═════ Dataset extract

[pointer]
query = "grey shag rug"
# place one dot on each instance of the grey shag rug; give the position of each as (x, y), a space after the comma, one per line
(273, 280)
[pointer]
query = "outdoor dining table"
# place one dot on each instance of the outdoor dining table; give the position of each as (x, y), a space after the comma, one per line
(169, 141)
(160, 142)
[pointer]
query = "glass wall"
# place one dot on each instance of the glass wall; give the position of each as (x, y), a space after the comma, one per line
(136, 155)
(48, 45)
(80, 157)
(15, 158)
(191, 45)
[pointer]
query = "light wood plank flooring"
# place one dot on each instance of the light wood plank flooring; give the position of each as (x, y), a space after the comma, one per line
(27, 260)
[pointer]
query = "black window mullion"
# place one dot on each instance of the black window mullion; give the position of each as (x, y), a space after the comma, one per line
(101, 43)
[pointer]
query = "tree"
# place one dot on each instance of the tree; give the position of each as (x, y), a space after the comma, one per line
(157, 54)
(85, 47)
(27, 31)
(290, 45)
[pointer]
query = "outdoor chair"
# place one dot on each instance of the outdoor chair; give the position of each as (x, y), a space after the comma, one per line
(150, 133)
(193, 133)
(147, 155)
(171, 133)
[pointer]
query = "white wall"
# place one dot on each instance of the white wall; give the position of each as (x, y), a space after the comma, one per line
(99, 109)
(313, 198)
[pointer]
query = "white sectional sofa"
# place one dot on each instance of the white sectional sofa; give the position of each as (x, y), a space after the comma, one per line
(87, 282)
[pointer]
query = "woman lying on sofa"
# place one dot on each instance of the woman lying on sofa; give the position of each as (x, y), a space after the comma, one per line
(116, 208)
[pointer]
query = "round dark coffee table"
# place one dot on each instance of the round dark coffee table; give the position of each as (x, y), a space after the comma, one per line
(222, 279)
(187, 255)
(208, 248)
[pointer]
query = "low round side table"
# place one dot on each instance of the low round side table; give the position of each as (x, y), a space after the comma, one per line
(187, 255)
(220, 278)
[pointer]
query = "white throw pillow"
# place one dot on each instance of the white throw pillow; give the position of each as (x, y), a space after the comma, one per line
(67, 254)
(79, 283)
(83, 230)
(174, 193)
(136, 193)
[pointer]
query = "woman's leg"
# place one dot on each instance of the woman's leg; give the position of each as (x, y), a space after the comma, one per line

══════════

Reproduce all of the material verbatim.

Reply to the task
[pointer]
query = "grey shag rug"
# place one dot on each instance of the grey shag rug; give the position of each as (x, y), a space after the comma, one per line
(273, 280)
[pointer]
query = "outdoor dining table"
# place one dot on each instance of the outdoor dining table; give the position of each as (x, y), a space after the comma, one per line
(169, 141)
(160, 142)
[pointer]
query = "glass wall"
# place one dot on each instance of the glass wall; give the position of each as (x, y), a space after the comma, one per line
(136, 155)
(48, 45)
(80, 157)
(15, 158)
(191, 45)
[pointer]
query = "light wood plank flooring"
# place one dot on each instance of the light wood plank flooring; give the position of each as (x, y), a space after the comma, one per line
(27, 260)
[pointer]
query = "black window mullion"
# place one dot on each instance of the black window mullion; give the position of each as (x, y), a space after the comma, one per line
(101, 43)
[pointer]
query = "tree"
# place one dot on each instance of the tree; give the position of each as (x, y), a space after the comma, one per line
(157, 54)
(85, 47)
(27, 31)
(290, 45)
[pointer]
query = "outdoor chair"
# place one dot on each instance of the outdoor chair; give the position of each as (x, y), a space after the comma, one per line
(150, 133)
(193, 133)
(147, 155)
(171, 133)
[pointer]
query = "white wall"
# place one dot on each instance of the white wall; give the position of each as (x, y), a space after the comma, one per line
(99, 109)
(313, 198)
[pointer]
query = "white sectional sofa"
# place one dot on each instance of the white sectional sofa; give the position of each as (x, y), a space after the comma, one per line
(87, 282)
[pointer]
query = "woman lying on sofa"
# place one dot on each instance of the woman lying on sofa; give the position of each as (x, y), a space after the comma, one per line
(116, 208)
[pointer]
query = "round dark coffee table"
# place one dot on each instance of the round dark coffee table; give the position of each as (x, y), a space after the comma, one per line
(222, 279)
(187, 255)
(208, 248)
[pointer]
query = "low round side table"
# place one dot on each instance of the low round side table; give the position of each as (x, y), a space after the comma, one per line
(187, 255)
(220, 278)
[pointer]
query = "white throw pillow"
# place one dot on each instance of the white throw pillow; give the position of each as (x, y), a space after the comma, one per line
(67, 254)
(79, 283)
(83, 230)
(174, 193)
(136, 193)
[pointer]
query = "woman's leg"
# place one dot on each instance of the woman's leg; give the position of each as (x, y), a space after the comma, one per line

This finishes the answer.